PROBLEM REQUIREMENTS: In the records below, change every "Mark" to "Locate" and leave everything else untouched.

TASK DATA:
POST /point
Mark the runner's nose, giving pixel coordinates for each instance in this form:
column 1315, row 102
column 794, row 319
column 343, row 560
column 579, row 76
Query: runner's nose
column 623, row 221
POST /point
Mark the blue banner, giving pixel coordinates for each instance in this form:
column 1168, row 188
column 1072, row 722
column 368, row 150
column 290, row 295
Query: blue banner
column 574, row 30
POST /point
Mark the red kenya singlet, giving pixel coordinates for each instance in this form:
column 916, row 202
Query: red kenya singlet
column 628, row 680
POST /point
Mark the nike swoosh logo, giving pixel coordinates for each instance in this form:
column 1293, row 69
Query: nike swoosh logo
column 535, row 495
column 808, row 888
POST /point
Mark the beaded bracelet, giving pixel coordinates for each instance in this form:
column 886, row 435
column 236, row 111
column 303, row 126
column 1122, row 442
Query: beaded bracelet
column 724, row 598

REPLY:
POST /point
Locate the runner's nose, giving pixel coordinates for each instance in this form:
column 1315, row 102
column 794, row 319
column 343, row 560
column 579, row 76
Query: runner's nose
column 623, row 221
POST /point
Locate the blue banner, giving pixel coordinates for each instance in this form:
column 1168, row 188
column 1072, row 722
column 368, row 150
column 290, row 295
Query: blue banner
column 574, row 30
POST /point
Locate the red kenya singlet, giving pixel coordinates for each instance in this form:
column 916, row 202
Query: red kenya singlet
column 628, row 680
POST /point
Locate the nike swoosh logo, giving pixel coordinates for each instance in this form:
column 1293, row 69
Query: nike swoosh logo
column 535, row 495
column 808, row 888
POST /point
Locate the beaded bracelet, giving pixel coordinates for each instance in this form:
column 886, row 435
column 236, row 111
column 303, row 126
column 1122, row 442
Query: beaded bracelet
column 724, row 598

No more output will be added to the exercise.